What you will do:
1: Answer these questions using the passage on cross-border antitrust claims:
(a) Which regulation deals with determining the applicable substantive law?
(b) What is the general rule laid down in that regulation called?
(c) In Germany, which courts have exclusive jurisdiction for civil actions concerning a breach of German or European antitrust law?
2: Set down word for word the part of the passage on cross-border antitrust claims starting with "In cases involving" and going on through "domiciled in England.".
3: Turn the paragraph of the passage on cross-border antitrust claims that begins "In cases involving multiple defendants" into a short bulleted list, keeping its main facts.

Supplied text:
■ ■ ■ ■

In the European Union, the question of which national jurisdiction a claim may be brought in is dealt with by the Jurisdiction Regulation.2 Under this Regulation, the default position is that any defendant may be sued before the court of his domicile or ‘seat’.3 However, given the tortious character of antitrust infringements, the victim is also entitled to bring such an action in a jurisdiction where the harmful event (tort) occurred.4 This can be the place of the event giving rise to the damage or the place where the damage occurred.5 For example, if a German car manufacturer purchased windscreens from a French car glass cartel member, the car manufacturer could bring an action before French courts (ie, at the seat of the cartel member). However, the manufacturer may also choose to sue in the jurisdiction where the damages were incurred. This would likely be Germany, as the seat of the car manufacturer.

In cases involving multiple defendants, the Jurisdiction Regulation provides a basis for jurisdiction for one court to hear claims against all defendants irrespective of where these defendants are domiciled. Such joint jurisdiction may be established in any member state where one of the defendants has its seat, provided the claims are so closely connected that it is expedient to hear and determine them together (at the venue of the anchor defendant). Thus, on the basis of this provision, our hypothetical German car manufacturer could bring its claims before an English court if it sued the French cartel member together with a cartel member domiciled in England.

As a second step in a multi-jurisdictional case, the competent court has to determine the applicable substantive law; an issue that is dealt with by the Rome II Regulation.6 According to the general rule laid down in the Rome II Regulation, the law applicable to claims based on non-contractual obligations arising from restrictions of competition is the one of the country in which the market is or is likely to be affected.7 This ‘effects principle’ also applies if the plaintiff sues more than one defendant. Thus, according to this principle, German law applies if the effects of the restriction of competition are or are likely to be felt in Germany.

In cases affecting the markets of more than one country, the Rome II Regulation provides that a plaintiff who sues in the defendant’s country of domicile ‘may instead choose to base his or her claim on the law of the court seized, provided that the court of the member state is amongst those directly and significantly affected by the restriction of competition’.8 The Rome II Regulation does not provide any assistance as to the question of which law is applicable in cases where more than one member state is affected and the plaintiff does not sue in the defendant’s country of domicile. Uncertainties resulting from this legal loophole will need to be addressed by the national courts of the member states.

Competent courts

While Germany has not established any courts or tribunals dealing exclusively with antitrust matters, such as the Competition Appeal Tribunal in England, there are courts specialised in dealing with antitrust litigation cases and these courts possess significant experience. The exclusive jurisdiction for civil actions concerning a breach of German or European antitrust law lies with the regional courts. This exclusive jurisdiction applies regardless of the value of the matter in dispute.

■ ■ ■ ■

Records provided:
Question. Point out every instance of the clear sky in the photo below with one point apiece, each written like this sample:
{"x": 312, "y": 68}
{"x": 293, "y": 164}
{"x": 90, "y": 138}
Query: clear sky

■ ■ ■ ■

Replies:
1:
(a) The Rome II Regulation.
(b) The "effects principle."
(c) The regional courts.

2:
In cases involving multiple defendants, the Jurisdiction Regulation provides a basis for jurisdiction for one court to hear claims against all defendants irrespective of where these defendants are domiciled. Such joint jurisdiction may be established in any member state where one of the defendants has its seat, provided the claims are so closely connected that it is expedient to hear and determine them together (at the venue of the anchor defendant). Thus, on the basis of this provision, our hypothetical German car manufacturer could bring its claims before an English court if it sued the French cartel member together with a cartel member domiciled in England.

3:
- The Jurisdiction Regulation allows one court to hear claims against all defendants, no matter where they are domiciled.
- This joint jurisdiction may be established in any member state where one of the defendants has its seat.
- The claims must be so closely connected that it is expedient to hear and determine them together at the venue of the anchor defendant.
- Example: the hypothetical German car manufacturer could bring its claims before an English court if it sued the French cartel member together with a cartel member domiciled in England.